Member of the Genrōin
- In office 10 April 1880 – 9 November 1888

Personal details
- Born: 19 September 1846 Edo, Musashi, Japan
- Died: 29 November 1897 (aged 51) Chiyoda, Tokyo, Japan
- Relatives: Ishikawa Chiyomatsu (son-in-law) Hantaro Nagaoka (son-in-law)
- Occupation: Entrepreneur

= Mitsukuri Rinsho =

Japanese politician (1846–1897)

Baron Mitsukuri Rinshō (箕作麟祥) was a Japanese statesman and legal scholar in Meiji period Japan.

== Early life ==
Mitsukuri was born in Edo (present-day Tokyo) to a noted family of scholars working for the Tokugawa bakufu. He studied rangaku and received a posting to the Bansho Shirabesho, the Shōgun's research institute for foreign technology. In 1867, he was selected to accompany the Shogunate's expedition to the Paris World Exposition, which proved to be an eye-opener.

» **PARTS OF THE EXERCISE**:
**a.** Reproduce the Mitsukuri Rinshō article word for word from "Personal details" to "be an eye-opener.".
**b.** Write the next part of the article on Mitsukuri Rinshō, starting after its last sentence.

» **STUDY MATERIAL**:
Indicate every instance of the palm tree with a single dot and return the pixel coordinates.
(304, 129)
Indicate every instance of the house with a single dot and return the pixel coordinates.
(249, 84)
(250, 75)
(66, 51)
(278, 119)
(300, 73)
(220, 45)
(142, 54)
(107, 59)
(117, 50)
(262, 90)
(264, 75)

» **YOUR RESPONSES**:
**a.**
Personal details
- Born: 19 September 1846 Edo, Musashi, Japan
- Died: 29 November 1897 (aged 51) Chiyoda, Tokyo, Japan
- Relatives: Ishikawa Chiyomatsu (son-in-law) Hantaro Nagaoka (son-in-law)
- Occupation: Entrepreneur

= Mitsukuri Rinsho =

Japanese politician (1846–1897)

Baron Mitsukuri Rinshō (箕作麟祥) was a Japanese statesman and legal scholar in Meiji period Japan.

== Early life ==
Mitsukuri was born in Edo (present-day Tokyo) to a noted family of scholars working for the Tokugawa bakufu. He studied rangaku and received a posting to the Bansho Shirabesho, the Shōgun's research institute for foreign technology. In 1867, he was selected to accompany the Shogunate's expedition to the Paris World Exposition, which proved to be an eye-opener.

**b.**
== Meiji Bureaucrat ==
On his return to Japan, Mitsukuri joined the new Meiji government as a translator. He worked closely with foreign advisors from France, especially Gustave Emile Boissonnade, de Fontarabie on drafting Japan's new commercial law and civil law codes. He also served on the Genrōin, and was active in the Meirokusha.

He later served as Vice Minister of Justice from 1888–1889, the House of Peers and as chief justice of the Administrative Court. He was also president of Wafutsu University, the predecessor of Hosei University. Shortly before his death, he was ennobled with the title of danshaku (baron) under the kazoku peerage system.